- **PROBLEM TO WORK ON**: Reproduce the records that follow exactly as they appear.

BEGIN DATA FOR REVIEW

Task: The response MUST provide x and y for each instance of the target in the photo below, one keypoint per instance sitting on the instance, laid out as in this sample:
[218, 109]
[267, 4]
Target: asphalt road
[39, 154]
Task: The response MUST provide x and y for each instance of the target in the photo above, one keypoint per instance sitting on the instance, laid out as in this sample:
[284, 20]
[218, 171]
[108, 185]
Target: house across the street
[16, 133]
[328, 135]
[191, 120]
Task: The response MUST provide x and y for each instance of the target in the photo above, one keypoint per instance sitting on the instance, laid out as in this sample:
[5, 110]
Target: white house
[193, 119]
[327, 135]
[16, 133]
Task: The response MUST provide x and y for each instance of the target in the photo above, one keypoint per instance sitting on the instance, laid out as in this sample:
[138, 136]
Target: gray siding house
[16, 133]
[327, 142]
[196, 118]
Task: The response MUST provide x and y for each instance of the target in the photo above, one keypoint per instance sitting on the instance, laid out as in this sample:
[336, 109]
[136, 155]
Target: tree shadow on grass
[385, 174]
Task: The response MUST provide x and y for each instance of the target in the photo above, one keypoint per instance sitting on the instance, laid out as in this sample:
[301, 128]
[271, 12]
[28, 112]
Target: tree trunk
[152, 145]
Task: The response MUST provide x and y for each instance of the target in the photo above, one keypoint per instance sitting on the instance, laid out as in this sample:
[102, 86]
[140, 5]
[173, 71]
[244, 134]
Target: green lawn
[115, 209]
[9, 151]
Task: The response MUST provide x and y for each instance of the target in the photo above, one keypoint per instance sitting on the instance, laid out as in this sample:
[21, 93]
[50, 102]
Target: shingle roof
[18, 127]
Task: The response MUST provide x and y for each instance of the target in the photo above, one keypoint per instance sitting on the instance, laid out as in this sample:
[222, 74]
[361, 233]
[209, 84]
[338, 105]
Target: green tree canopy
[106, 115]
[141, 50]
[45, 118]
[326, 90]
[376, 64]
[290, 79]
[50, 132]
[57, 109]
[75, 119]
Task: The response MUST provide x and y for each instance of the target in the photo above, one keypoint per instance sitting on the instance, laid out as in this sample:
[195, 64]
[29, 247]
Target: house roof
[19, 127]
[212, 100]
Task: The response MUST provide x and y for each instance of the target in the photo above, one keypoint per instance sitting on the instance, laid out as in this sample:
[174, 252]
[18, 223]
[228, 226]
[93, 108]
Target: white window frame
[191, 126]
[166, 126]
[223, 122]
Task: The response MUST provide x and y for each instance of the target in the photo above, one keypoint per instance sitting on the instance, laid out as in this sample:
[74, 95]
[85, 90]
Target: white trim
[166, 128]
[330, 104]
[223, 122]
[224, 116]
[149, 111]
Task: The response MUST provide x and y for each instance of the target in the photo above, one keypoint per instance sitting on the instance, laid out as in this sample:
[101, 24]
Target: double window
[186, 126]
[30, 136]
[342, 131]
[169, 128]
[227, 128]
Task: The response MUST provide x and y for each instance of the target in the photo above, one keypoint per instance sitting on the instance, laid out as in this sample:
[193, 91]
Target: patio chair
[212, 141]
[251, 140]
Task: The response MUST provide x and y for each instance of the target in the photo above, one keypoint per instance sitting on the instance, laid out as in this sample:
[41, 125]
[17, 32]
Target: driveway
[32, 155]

END DATA FOR REVIEW

- **ANSWER SECTION**:
Task: The response MUST provide x and y for each instance of the target in the photo below, one keypoint per instance sitting on the instance, laid out as in this sample:
[218, 109]
[267, 4]
Target: asphalt road
[39, 154]
Task: The response MUST provide x and y for each instance of the target in the photo above, one keypoint per instance sitting on the instance, laid out as in this sample:
[284, 20]
[218, 171]
[108, 185]
Target: house across the street
[16, 133]
[328, 135]
[191, 120]
Task: The response MUST provide x and y for each instance of the target in the photo above, one keypoint per instance sitting on the instance, laid out as in this sample:
[5, 110]
Target: white house
[193, 119]
[327, 135]
[16, 133]
Task: The response MUST provide x and y for each instance of the target in the photo above, one keypoint per instance sitting on the instance, laid out as in this sample:
[138, 136]
Target: gray siding house
[16, 133]
[327, 142]
[196, 118]
Task: The response MUST provide x and y for each instance of the target in the photo above, one keypoint per instance sitting on the instance, laid out as in this sample:
[336, 109]
[136, 155]
Target: tree shadow on grass
[385, 174]
Task: The response MUST provide x and y for each instance of the target in the photo above, one keypoint per instance sitting on the instance, laid out as in this sample:
[301, 128]
[271, 12]
[28, 112]
Target: tree trunk
[152, 145]
Task: The response MUST provide x and y for each instance of the target in the photo above, one keypoint per instance sitting on the instance, laid out as in this sample:
[102, 86]
[140, 5]
[173, 71]
[244, 134]
Target: green lawn
[115, 209]
[9, 151]
Task: The response MUST provide x and y for each instance of the target in the photo above, one keypoint per instance sitting on the instance, laid out as in this sample:
[21, 93]
[50, 102]
Target: shingle roof
[18, 127]
Task: The response MUST provide x and y for each instance of the target in the photo above, one keypoint per instance sitting on the instance, laid out as in this sample:
[222, 74]
[361, 233]
[209, 84]
[338, 105]
Target: green tree canopy
[106, 115]
[141, 50]
[45, 118]
[326, 90]
[376, 64]
[290, 79]
[50, 132]
[57, 109]
[75, 119]
Task: The response MUST provide x and y for each instance of the target in the photo above, one keypoint per instance sitting on the instance, laid out as in this sample:
[195, 64]
[29, 247]
Target: house roof
[19, 127]
[212, 100]
Task: The response MUST provide x and y for each instance of the target in the photo above, one keypoint per instance sitting on the instance, laid out as in this sample:
[174, 252]
[18, 223]
[228, 226]
[93, 108]
Target: white window frame
[191, 126]
[166, 126]
[223, 122]
Task: The response MUST provide x and y for each instance of the target in the photo above, one keypoint per instance sitting on the instance, laid out as in this sample:
[74, 95]
[85, 90]
Target: white trim
[166, 128]
[330, 104]
[223, 122]
[224, 116]
[149, 111]
Task: The response MUST provide x and y for each instance of the target in the photo above, one keypoint per instance sitting on the instance, laid out as in this sample:
[101, 24]
Target: double window
[186, 126]
[30, 136]
[342, 131]
[169, 128]
[227, 128]
Task: The response MUST provide x and y for each instance of the target in the photo above, one keypoint per instance sitting on the instance, laid out as in this sample:
[193, 91]
Target: patio chair
[212, 141]
[251, 140]
Task: The response MUST provide x and y for each instance of the target in the photo above, one keypoint per instance sitting on the instance, laid out as in this sample:
[41, 125]
[17, 32]
Target: driveway
[32, 155]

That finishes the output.